- [Problem statement]
Extend the following discussion about burst shooting and how many photos to take at an event, beginning after its final sentence.

- [Document excerpt]
• • •

You could get a motor-drive in the 1970's. The moved film at a blistering 2 or 3 frames a second! My CanonRebel T2i can do approx. 3.7 frames a second! It's a great feature. Between Image Stabilization, a good grip and burst mode, you can get a nice sharp shot at night, without a tripod, even with a relatively slow lens.

For 2.5 hours, 350 shots is a lot! I can't imagine more than 5,500 a day! She must be shooting JPEGs. Even then, she has fast memory cards and more capacity than I have ever carried with me!
 
Meh. It's her camera, she can do what she wants with it short of disturbing the event itself.

I shot 650 photos at my last wedding, but about 50 of those were panorama shots. 300 of those were culled because I didn't need that many or missed AF because my 5D MKII has one somewhat reliable AF point. My previous one was 450 dropped to 350. Both of those included a lot of candid photos that I otherwise probably wouldn't have taken if they weren't weddings for friends.

• • •

- [Extracted entries]
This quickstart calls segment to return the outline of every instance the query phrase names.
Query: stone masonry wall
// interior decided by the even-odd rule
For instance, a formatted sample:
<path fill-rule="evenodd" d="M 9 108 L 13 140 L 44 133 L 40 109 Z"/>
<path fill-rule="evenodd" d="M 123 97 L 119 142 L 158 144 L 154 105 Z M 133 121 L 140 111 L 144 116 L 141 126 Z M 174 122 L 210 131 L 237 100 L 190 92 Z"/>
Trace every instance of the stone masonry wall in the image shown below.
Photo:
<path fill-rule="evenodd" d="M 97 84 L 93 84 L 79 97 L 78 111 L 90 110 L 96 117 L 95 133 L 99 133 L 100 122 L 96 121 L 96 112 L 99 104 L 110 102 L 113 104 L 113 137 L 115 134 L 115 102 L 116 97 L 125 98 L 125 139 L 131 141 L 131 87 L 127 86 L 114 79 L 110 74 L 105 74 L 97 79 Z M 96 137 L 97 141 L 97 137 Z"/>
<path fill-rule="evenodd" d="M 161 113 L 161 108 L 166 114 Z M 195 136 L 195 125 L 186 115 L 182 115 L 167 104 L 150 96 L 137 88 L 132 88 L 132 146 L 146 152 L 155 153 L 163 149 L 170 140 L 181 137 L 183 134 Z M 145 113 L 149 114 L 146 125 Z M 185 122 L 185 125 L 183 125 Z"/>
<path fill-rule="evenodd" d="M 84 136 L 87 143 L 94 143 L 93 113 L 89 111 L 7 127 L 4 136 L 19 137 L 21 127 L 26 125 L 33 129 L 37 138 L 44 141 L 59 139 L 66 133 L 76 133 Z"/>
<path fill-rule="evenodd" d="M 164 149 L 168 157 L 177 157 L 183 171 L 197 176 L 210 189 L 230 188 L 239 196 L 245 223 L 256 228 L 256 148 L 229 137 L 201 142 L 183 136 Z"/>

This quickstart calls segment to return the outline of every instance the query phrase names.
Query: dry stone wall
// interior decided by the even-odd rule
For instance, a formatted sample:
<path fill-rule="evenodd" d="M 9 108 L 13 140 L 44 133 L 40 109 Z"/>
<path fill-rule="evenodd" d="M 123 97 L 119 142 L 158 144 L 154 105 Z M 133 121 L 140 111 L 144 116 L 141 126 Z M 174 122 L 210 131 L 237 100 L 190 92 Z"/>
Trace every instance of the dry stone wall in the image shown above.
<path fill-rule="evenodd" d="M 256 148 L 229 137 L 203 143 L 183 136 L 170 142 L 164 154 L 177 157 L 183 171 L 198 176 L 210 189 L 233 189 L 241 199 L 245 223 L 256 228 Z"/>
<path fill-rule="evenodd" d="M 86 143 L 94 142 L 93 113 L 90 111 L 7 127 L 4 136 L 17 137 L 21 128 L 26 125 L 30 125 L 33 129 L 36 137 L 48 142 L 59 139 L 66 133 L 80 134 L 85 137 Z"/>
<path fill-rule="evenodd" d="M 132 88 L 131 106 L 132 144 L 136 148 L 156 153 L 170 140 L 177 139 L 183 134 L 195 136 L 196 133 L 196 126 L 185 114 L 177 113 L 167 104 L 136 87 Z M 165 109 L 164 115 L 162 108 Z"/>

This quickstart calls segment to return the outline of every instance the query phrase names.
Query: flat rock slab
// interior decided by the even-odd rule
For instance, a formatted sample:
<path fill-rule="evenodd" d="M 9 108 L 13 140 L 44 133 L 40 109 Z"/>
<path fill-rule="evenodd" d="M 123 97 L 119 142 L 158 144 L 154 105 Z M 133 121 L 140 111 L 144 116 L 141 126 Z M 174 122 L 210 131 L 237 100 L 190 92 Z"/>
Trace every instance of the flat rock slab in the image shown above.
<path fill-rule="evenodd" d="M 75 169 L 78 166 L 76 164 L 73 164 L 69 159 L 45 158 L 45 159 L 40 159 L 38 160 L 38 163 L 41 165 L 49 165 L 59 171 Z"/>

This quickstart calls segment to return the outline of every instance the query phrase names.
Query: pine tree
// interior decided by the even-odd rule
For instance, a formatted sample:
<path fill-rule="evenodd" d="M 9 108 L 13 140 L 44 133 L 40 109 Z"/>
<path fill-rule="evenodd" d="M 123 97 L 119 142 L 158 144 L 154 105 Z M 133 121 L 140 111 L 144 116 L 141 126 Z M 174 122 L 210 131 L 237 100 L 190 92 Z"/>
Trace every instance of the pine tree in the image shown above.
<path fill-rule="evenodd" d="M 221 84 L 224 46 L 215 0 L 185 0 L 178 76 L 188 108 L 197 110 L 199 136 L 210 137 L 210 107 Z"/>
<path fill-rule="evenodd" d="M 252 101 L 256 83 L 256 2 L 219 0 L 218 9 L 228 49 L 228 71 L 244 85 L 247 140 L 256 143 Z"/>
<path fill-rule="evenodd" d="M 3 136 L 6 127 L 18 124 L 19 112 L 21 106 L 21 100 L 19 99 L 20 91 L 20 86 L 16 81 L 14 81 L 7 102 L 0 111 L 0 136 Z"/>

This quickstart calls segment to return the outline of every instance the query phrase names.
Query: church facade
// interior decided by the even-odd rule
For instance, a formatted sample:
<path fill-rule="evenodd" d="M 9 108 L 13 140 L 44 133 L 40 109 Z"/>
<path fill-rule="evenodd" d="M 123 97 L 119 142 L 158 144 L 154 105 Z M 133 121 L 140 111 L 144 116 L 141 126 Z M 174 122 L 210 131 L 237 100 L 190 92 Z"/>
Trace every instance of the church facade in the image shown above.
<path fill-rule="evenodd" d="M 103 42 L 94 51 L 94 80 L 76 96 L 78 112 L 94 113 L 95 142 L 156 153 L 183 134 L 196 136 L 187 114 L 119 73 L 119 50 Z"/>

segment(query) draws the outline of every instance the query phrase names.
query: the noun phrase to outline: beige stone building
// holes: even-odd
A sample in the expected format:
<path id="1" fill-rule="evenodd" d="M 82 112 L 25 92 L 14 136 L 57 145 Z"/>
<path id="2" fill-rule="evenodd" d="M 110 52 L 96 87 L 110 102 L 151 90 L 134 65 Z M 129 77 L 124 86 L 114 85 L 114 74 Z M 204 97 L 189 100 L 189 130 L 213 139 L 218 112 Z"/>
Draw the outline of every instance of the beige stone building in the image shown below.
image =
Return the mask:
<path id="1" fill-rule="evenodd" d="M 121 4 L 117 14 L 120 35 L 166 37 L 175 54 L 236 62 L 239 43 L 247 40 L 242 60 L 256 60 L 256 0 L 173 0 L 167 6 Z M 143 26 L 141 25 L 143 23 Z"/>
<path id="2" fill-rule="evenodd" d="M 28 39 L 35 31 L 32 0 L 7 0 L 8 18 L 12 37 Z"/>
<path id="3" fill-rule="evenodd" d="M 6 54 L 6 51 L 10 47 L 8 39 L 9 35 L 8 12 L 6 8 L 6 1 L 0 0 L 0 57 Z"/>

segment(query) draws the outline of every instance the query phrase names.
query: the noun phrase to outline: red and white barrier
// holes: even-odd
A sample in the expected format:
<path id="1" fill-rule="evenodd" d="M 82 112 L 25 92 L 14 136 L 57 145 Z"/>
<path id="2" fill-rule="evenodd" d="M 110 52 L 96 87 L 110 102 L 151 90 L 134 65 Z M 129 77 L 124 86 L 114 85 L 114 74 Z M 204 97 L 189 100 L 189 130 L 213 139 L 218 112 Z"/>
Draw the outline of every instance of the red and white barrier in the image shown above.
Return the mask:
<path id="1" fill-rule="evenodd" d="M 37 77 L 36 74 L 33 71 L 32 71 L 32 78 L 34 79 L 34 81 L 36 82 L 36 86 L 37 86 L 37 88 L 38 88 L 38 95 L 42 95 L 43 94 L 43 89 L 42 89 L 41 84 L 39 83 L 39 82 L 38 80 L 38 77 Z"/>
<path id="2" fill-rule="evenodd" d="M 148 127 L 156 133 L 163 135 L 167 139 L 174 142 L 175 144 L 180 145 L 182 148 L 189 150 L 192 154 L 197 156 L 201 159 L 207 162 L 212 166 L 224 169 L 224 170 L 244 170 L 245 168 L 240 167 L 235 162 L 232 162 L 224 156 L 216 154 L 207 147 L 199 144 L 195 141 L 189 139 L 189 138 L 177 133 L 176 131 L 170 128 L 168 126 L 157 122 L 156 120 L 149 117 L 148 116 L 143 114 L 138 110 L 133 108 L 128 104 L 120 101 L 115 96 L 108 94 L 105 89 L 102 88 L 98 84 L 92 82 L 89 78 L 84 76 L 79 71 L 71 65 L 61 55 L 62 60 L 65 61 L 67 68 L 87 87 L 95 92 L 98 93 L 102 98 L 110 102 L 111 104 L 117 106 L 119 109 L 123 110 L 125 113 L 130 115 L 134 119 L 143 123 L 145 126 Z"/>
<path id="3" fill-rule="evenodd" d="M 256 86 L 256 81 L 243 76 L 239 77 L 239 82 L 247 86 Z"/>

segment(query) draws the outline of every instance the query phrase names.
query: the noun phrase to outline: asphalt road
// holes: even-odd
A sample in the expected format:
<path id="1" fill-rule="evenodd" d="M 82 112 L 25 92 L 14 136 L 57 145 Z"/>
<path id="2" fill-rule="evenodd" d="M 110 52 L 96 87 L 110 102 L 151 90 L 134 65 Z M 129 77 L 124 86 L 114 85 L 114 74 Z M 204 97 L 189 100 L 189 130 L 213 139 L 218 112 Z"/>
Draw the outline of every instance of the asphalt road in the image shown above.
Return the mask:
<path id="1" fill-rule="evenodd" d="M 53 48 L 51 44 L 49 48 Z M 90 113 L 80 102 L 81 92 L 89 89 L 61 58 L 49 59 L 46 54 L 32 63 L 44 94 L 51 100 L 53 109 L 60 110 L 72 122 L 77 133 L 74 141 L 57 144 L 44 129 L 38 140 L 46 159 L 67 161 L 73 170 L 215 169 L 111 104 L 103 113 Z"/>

• • •

- [Expected output]
5,500 is excessive, but since the OP didn't buy the camera, he can't really dictate what she does with it.
 
Meh. It's her camera, she can do what she wants with it short of disturbing the event itself. ..5,500 is excessive, but since the OP didn't buy the camera, he can't really dictate what she does with it.

I think his point was that she may have been under the impression that she is a good photographer simply because her camera can shoot in continuous mode.

It makes a neat sound, like the professionals' cameras.